Task statement
All of the entries must be reproduced exactly, with no images carried over.

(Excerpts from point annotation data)
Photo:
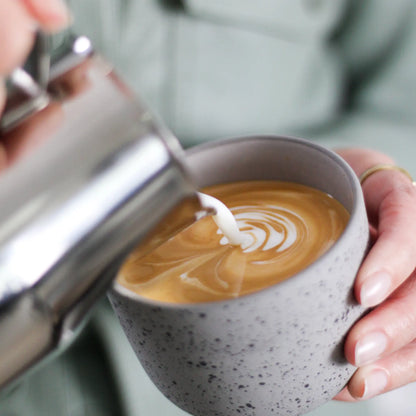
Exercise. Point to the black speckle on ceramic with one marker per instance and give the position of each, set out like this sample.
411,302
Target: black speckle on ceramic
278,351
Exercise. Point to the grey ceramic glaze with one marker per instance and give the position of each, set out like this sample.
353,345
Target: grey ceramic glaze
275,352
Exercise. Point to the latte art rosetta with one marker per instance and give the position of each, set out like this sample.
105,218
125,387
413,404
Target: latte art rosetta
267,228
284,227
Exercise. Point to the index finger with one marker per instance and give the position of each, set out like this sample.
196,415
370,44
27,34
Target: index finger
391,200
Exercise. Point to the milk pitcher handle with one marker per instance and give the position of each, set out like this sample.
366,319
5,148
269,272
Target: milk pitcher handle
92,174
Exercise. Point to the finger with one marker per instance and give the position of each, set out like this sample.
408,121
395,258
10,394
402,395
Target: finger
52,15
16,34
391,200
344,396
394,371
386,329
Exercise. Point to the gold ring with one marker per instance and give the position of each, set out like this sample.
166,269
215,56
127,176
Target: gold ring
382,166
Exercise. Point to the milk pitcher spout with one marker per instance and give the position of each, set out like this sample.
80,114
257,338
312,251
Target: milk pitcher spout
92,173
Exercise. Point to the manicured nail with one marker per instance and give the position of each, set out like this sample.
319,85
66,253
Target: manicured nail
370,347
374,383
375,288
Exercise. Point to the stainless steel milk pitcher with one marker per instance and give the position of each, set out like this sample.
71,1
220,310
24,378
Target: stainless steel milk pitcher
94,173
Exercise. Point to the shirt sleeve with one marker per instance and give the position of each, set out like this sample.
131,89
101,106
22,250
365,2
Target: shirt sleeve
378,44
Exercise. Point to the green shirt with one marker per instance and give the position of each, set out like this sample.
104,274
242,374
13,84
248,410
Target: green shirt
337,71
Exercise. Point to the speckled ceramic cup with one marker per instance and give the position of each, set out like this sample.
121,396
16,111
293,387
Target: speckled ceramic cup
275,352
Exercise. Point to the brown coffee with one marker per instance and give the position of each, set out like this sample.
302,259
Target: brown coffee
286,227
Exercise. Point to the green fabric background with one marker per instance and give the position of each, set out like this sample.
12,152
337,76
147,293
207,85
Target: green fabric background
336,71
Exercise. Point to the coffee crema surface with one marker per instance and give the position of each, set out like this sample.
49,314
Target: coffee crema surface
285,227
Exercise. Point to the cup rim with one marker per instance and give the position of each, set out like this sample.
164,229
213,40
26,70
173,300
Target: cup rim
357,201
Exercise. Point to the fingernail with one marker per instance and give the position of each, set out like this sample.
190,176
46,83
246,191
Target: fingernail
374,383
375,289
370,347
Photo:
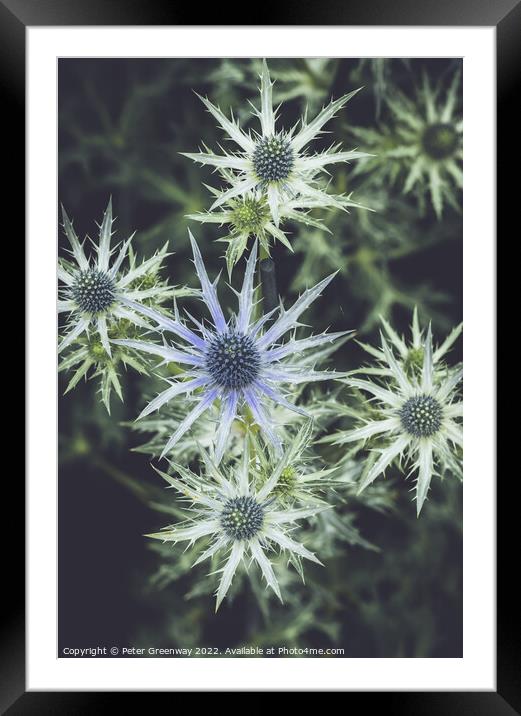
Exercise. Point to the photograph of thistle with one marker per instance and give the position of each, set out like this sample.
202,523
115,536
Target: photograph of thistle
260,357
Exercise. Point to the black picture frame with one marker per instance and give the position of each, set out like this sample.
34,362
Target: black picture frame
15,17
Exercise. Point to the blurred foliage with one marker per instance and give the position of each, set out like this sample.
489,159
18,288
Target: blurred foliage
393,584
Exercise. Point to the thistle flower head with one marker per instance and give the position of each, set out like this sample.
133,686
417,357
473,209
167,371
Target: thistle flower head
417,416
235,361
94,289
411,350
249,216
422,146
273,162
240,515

Expected answer
Photo:
Exercise. Point to the black speckle on ceramic with one marker per instance and give the position of each, set out like this sample.
411,302
Target: black speckle on ceramic
278,351
Exercise. Point to the grey ceramic glaze with one marker per instance and give the position of each, set out like this sample.
353,345
Target: grey ceramic glaze
275,352
Exercise. Point to the latte art rosetta with one marker per instance and give the position of each, set out like this sample.
105,218
125,387
413,404
Target: latte art rosetta
267,228
284,227
Exercise. Point to the index finger with one marker per instance and give the position of each, set out like this sample.
196,415
370,44
27,34
Target: index finger
391,200
Exercise. Point to the milk pitcher handle with one marker per instance and give the position of each, set out like this sample.
366,319
5,148
269,272
Target: milk pitcher handle
92,174
Exercise. Point to the finger with one marker per instance and give the position of each, set out like this sample.
408,121
395,258
10,394
402,395
Target: finger
52,15
16,34
391,200
344,396
394,371
386,329
Exercise. Point to the gold ring with one marker per instance and give the position of each, set out like this sample.
166,269
215,56
127,176
Target: gold ring
382,166
Exercise. Point to the milk pitcher spout with one marker per instance and give the position of each, set out like this sample.
80,114
257,338
312,251
Target: milk pitcher spout
92,173
Exercise. Point to the manicured nail with one marker per instance and give the position of each, set out like this sample.
319,85
66,253
Target: manicured nail
370,347
374,383
375,288
Exercise. Point to the stainless steel milk pitcher with one marker per instance and give the position of each, set out like this sample.
71,1
220,310
24,378
Target: stainless steel milk pitcher
94,173
Exercise. Point to the shirt sleeve with one marker per instance and give the position of each, set out like this sample.
131,89
101,106
22,250
365,2
Target: shirt sleeve
378,44
Exercise. Point to the green shirt with one marker per instance and give the position of each, set out like this sample.
104,274
242,374
13,84
248,410
Target: green shirt
337,71
Exercise. Point to the speckled ceramic cup with one marker per instance and give the position of each, set out like this sample.
121,396
16,111
293,387
Target: speckled ceramic cup
275,352
Exercise. Point to the brown coffee with one marker per instance and give the position of each, set out like this sample.
302,259
Target: brown coffee
286,227
Exercise. Point to the green fabric background with one marker per instance and give the position of each, set out like this sample.
12,152
337,76
147,293
207,85
Target: green fabric background
336,71
Exercise. Point to the coffee crema surface with one marker per instance and give the position of each, set out like this sample.
49,314
Target: coffee crema surface
285,227
Exercise. Point to the cup rim with one marker per instance and give the position of each, set out like this sample.
164,229
213,40
26,70
173,300
Target: cup rim
357,201
Exercise. Point to the fingernail with one marker per instance and give the position of each, set out like this sample.
190,176
46,83
246,191
Target: fingernail
374,383
375,289
370,347
Photo:
Exercise. Point to the photograph of thistle with one marker per instance and give the position of each, set out like this sample.
202,523
115,536
Target: photograph of thistle
260,357
Exercise. Point to the black picture frame with one marker per instance and give the position of each, set out like this sample.
34,362
Target: black picture frame
15,17
Exercise. Point to the blurred foliage with one marker per instance and give the position of each, set out like this sample.
489,159
18,288
Target: blurred foliage
393,584
Exercise. Point to the thistle flower head with one marker per instance and give the position of each, set out like this sample.
133,686
417,357
473,209
167,371
Target: thistle flower head
417,416
235,361
94,289
411,350
249,216
422,146
273,162
240,515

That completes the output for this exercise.